++++ Passage shown ++++

Re: Interest in Parquet V3

Weston Pace Wed, 22 May 2024 14:32:18 -0700

> *A row group can consist of one or many column chunks per column* (while
> before it could consist of only one)*.*


Yes, that would work.  It's not a breaking change and makes good sense as
an evolution.

I was talking with Jacques Nadeau earlier and he mentioned another
solution, which is to have support for a 2-pass writer.  First you write
the data with row groups.  Then, in the second pass, you read the data one
column at a time, and write a file with only 1 row group.  This works too
but I prefer your solution as a two-pass write might be an inconvenience
for some.

> Multiple concurrent decoders can share the same page

Yes, this is pretty much required.  Coming from Arrow I'm pretty used to
this kind of reference counting concept :).  That being said, your overall
point (a lance reader requires a lot of complexity to get parallelism) is
very true but I don't know that this is a bad thing.

> Page sharing assumes that you have a fast (hopefully O(1), at worst
>  I'd say O(log n)) way to only read parts of a page. Whether this is
>  possible depends on the encoding. E.g., Parquet has encodings where this
is
>  possible (PLAIN) and ones where this is not possible (RLE, DELTA_*,
etc.).
>  With these encodings, two parallel read threads would need to do
duplicate
>  work to read only parts of a page.

++++ Information shown ++++

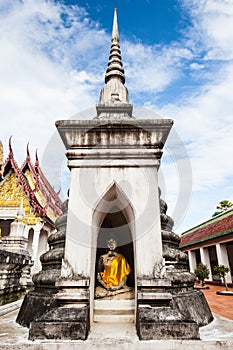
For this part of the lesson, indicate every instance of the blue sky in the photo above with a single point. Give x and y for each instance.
(178, 61)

++++

__Tasks to complete__
1. In the Parquet V3 reply, what other solution did Jacques Nadeau mention?
2. Write out everything in the Parquet V3 reply from "Yes, this is" down to "only parts of a page.".
3. Rewrite the paragraph of the Parquet V3 reply that begins "I was talking with Jacques Nadeau" as a shorter paragraph, keeping its main facts.

__Task-by-task results__
1. Support for a 2-pass writer.

2.
Yes, this is pretty much required.  Coming from Arrow I'm pretty used to
this kind of reference counting concept :).  That being said, your overall
point (a lance reader requires a lot of complexity to get parallelism) is
very true but I don't know that this is a bad thing.

> Page sharing assumes that you have a fast (hopefully O(1), at worst
>  I'd say O(log n)) way to only read parts of a page. Whether this is
>  possible depends on the encoding. E.g., Parquet has encodings where this
is
>  possible (PLAIN) and ones where this is not possible (RLE, DELTA_*,
etc.).
>  With these encodings, two parallel read threads would need to do
duplicate
>  work to read only parts of a page.

3. Jacques Nadeau proposed a 2-pass writer: the first pass writes the data with row groups, and the second reads it back one column at a time and writes a file with only 1 row group. This also works, but the author prefers the other proposal, since a two-pass write might be an inconvenience for some.